Instruction
Write out every entry word for word.

Data for processing
⟨

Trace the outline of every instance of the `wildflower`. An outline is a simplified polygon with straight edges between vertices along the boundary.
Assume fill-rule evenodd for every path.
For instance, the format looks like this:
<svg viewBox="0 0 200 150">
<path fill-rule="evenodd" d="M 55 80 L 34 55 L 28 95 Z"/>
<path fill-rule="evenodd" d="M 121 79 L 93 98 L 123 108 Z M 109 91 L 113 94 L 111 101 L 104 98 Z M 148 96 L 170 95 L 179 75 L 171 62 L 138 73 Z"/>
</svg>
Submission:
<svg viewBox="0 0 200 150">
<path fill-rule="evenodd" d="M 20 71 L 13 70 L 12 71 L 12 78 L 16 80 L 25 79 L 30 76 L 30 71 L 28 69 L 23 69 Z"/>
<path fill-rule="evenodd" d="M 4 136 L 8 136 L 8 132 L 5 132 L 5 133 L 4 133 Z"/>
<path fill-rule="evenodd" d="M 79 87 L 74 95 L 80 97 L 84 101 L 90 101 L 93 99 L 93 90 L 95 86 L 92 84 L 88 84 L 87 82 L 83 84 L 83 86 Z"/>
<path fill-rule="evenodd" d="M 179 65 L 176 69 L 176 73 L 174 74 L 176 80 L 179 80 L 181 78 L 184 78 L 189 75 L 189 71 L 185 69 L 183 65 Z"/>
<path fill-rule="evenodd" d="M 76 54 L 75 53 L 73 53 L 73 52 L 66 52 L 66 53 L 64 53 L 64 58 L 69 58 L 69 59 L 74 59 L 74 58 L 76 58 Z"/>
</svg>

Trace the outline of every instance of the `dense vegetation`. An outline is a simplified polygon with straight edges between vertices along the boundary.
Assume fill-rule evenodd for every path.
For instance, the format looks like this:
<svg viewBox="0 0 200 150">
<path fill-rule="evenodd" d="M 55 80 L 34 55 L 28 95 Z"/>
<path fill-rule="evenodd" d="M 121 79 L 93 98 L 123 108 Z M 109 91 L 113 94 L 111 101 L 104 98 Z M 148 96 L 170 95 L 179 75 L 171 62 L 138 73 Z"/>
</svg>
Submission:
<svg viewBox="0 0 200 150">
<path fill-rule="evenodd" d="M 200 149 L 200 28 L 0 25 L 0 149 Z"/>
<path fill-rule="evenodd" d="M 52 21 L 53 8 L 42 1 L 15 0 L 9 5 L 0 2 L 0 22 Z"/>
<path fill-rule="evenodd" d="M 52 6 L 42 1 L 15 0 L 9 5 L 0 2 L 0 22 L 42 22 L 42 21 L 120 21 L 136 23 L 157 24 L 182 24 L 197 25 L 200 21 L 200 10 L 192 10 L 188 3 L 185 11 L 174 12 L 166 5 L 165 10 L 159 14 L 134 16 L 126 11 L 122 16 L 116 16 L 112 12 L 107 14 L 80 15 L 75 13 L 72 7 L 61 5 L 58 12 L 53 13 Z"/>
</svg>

⟩

Right answer
Trace the outline of every instance of the `wildflower`. An outline is a simplified polygon with straight edges between vertices along the boundary.
Assume fill-rule evenodd for every path.
For instance, the format looks like this:
<svg viewBox="0 0 200 150">
<path fill-rule="evenodd" d="M 55 80 L 34 55 L 28 95 Z"/>
<path fill-rule="evenodd" d="M 121 79 L 93 98 L 123 108 Z M 109 91 L 113 94 L 111 101 L 104 98 Z M 148 96 L 170 95 L 179 75 L 171 62 L 138 73 Z"/>
</svg>
Submission:
<svg viewBox="0 0 200 150">
<path fill-rule="evenodd" d="M 20 71 L 13 70 L 12 71 L 12 78 L 16 80 L 25 79 L 30 76 L 30 71 L 28 69 L 23 69 Z"/>
<path fill-rule="evenodd" d="M 4 136 L 8 136 L 8 132 L 5 132 L 5 133 L 4 133 Z"/>
<path fill-rule="evenodd" d="M 79 87 L 74 95 L 80 97 L 84 101 L 90 101 L 93 99 L 93 90 L 95 86 L 92 84 L 88 84 L 87 82 L 83 84 L 83 86 Z"/>
<path fill-rule="evenodd" d="M 179 65 L 176 69 L 176 73 L 174 74 L 176 80 L 179 80 L 181 78 L 184 78 L 189 75 L 189 71 L 185 69 L 183 65 Z"/>
<path fill-rule="evenodd" d="M 76 54 L 75 53 L 73 53 L 73 52 L 66 52 L 66 53 L 64 53 L 64 58 L 69 58 L 69 59 L 74 59 L 74 58 L 76 58 Z"/>
</svg>

Trace the outline of every instance of the `dense vegetation`. An outline is a simplified polygon with straight edges between vertices along the boundary.
Assume fill-rule evenodd for every path.
For instance, the format looks like this:
<svg viewBox="0 0 200 150">
<path fill-rule="evenodd" d="M 55 80 L 34 55 L 28 95 Z"/>
<path fill-rule="evenodd" d="M 121 79 L 93 98 L 123 108 Z M 109 91 L 113 94 L 111 101 L 104 98 Z M 148 96 L 170 95 L 179 75 L 171 62 L 138 73 Z"/>
</svg>
Submission:
<svg viewBox="0 0 200 150">
<path fill-rule="evenodd" d="M 200 149 L 200 28 L 0 25 L 0 149 Z"/>
<path fill-rule="evenodd" d="M 52 21 L 53 8 L 42 1 L 15 0 L 9 5 L 0 2 L 0 22 Z"/>
<path fill-rule="evenodd" d="M 52 6 L 42 1 L 15 0 L 9 5 L 0 2 L 0 22 L 42 22 L 42 21 L 120 21 L 136 23 L 157 24 L 182 24 L 197 25 L 200 21 L 200 10 L 192 10 L 188 3 L 185 11 L 174 12 L 166 5 L 165 10 L 159 14 L 134 16 L 126 11 L 122 16 L 116 16 L 112 12 L 107 14 L 80 15 L 75 13 L 72 7 L 61 5 L 58 12 L 53 13 Z"/>
</svg>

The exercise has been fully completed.